(Dataset rows showing where objects appear)

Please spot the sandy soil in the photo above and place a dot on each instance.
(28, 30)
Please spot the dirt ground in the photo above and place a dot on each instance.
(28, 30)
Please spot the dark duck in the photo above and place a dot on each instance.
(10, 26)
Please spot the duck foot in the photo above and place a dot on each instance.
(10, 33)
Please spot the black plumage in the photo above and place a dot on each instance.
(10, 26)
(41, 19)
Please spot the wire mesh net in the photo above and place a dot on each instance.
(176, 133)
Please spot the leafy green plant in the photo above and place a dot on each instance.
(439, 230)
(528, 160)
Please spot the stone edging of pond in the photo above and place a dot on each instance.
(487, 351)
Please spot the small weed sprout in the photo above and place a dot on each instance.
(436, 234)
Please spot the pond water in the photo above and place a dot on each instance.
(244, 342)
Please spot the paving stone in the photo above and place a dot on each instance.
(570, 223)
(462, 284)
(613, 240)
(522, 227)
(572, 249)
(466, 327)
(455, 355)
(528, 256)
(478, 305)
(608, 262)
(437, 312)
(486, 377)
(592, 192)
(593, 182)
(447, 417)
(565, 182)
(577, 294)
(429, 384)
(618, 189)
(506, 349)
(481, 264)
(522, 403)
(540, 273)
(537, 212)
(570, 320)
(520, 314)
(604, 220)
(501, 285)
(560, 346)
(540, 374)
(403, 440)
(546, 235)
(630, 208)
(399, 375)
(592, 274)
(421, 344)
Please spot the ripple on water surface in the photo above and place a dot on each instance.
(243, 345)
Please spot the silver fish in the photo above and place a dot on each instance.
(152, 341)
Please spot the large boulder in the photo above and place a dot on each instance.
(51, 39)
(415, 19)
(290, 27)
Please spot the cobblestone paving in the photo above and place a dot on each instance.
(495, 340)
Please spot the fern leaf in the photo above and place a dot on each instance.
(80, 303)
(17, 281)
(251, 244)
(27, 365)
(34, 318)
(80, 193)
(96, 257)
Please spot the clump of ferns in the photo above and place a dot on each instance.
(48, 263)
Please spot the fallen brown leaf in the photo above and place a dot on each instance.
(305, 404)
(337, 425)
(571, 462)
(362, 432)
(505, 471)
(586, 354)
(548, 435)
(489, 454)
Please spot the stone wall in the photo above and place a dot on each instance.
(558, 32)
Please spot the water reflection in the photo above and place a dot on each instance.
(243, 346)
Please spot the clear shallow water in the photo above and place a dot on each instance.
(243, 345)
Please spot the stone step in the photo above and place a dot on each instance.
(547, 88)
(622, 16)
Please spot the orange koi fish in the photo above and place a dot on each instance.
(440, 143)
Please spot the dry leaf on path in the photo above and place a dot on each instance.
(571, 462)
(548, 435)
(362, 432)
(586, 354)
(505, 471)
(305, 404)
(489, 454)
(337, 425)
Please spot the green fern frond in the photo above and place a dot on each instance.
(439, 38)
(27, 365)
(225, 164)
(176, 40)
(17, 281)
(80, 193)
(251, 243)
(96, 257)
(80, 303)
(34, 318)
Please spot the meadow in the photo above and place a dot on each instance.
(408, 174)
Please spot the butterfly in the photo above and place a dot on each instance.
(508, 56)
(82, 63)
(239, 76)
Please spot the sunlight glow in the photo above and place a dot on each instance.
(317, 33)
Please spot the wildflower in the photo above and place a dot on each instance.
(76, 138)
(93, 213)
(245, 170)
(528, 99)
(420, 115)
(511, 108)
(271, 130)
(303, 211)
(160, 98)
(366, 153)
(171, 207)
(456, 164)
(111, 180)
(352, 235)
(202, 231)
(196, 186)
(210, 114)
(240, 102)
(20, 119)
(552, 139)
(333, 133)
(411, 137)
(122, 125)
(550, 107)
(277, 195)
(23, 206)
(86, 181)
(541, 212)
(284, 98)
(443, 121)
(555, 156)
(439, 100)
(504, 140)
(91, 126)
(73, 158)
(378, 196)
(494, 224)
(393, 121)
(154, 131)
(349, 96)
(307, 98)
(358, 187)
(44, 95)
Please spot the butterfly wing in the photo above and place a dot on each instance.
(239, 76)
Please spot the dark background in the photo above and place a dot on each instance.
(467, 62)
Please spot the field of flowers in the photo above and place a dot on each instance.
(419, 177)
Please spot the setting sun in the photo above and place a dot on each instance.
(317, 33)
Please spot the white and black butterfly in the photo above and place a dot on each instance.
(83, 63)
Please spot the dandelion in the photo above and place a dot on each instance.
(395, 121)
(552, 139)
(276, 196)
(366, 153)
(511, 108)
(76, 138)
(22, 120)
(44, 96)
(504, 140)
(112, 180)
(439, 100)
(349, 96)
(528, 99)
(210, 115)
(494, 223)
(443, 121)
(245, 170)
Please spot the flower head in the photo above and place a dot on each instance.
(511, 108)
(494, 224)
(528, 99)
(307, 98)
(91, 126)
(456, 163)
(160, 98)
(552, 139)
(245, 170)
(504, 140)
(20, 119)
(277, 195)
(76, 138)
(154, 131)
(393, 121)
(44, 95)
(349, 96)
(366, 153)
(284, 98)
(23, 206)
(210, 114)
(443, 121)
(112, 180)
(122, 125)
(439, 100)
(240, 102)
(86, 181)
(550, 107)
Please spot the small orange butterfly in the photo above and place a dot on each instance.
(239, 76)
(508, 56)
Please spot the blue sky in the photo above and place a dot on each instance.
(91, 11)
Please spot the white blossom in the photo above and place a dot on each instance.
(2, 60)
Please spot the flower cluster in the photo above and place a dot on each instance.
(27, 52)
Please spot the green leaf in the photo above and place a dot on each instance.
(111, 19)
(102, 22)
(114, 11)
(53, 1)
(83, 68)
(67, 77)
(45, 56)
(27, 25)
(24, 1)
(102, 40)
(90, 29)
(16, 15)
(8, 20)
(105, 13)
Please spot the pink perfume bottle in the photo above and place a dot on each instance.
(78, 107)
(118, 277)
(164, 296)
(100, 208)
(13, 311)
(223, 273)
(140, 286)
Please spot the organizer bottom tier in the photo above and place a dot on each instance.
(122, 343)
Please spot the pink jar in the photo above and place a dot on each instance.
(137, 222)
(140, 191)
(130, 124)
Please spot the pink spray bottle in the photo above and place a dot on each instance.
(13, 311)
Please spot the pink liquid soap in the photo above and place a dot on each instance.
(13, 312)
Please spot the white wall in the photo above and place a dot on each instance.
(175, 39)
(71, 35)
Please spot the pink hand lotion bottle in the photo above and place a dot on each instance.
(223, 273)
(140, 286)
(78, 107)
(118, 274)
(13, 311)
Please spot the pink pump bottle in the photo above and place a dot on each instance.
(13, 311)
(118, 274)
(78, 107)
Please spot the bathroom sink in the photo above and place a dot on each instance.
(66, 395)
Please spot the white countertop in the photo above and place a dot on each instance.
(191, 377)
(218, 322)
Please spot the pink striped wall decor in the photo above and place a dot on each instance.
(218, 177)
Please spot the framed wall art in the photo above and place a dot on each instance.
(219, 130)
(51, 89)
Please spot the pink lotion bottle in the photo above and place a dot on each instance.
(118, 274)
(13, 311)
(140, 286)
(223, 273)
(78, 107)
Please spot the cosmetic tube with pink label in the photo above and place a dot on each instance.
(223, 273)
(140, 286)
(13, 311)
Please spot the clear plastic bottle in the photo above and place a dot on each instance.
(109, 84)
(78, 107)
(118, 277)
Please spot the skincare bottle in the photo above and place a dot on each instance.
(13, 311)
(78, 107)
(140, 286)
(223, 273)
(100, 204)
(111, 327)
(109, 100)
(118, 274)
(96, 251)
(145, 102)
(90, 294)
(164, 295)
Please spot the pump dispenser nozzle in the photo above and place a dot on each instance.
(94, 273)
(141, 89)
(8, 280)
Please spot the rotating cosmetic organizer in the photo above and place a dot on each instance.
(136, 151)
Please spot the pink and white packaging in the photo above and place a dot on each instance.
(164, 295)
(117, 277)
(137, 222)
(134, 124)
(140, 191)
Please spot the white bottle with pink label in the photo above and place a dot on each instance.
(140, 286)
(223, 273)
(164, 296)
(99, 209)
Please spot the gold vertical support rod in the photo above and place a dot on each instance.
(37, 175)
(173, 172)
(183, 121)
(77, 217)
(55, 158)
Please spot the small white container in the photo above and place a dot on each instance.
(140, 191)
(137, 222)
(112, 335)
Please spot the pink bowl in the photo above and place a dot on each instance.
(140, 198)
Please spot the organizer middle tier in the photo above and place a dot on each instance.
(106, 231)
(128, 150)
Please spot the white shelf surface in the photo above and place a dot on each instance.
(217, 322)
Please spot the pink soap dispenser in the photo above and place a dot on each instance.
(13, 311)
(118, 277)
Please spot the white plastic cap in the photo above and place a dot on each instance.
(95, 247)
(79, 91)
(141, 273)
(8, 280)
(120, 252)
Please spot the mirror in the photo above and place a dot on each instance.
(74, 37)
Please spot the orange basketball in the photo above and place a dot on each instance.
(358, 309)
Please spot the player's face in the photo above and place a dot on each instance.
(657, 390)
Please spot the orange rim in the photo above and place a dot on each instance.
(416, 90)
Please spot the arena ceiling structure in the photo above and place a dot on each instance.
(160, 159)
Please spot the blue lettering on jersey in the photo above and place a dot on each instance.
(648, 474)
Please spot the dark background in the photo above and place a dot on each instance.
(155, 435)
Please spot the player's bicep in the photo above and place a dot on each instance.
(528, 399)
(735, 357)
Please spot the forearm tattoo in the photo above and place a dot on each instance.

> **To be done**
Copy word for word the stretch of the listing above from the line containing "Please spot the arena" through the end of the listing.

> **Written reply**
Please spot the arena ceiling structure in the photo above and place a dot on each instance.
(160, 159)
Please spot the blue lettering on jersey in the photo above and place a dot on each instance.
(648, 474)
Please spot the dark background in the photo above and place a dot on each instance.
(155, 435)
Please spot the player's bicep in the photo above and place a dot on each instance.
(528, 399)
(735, 357)
Please spot the forearm tattoo in the photo above and place a dot on each instance.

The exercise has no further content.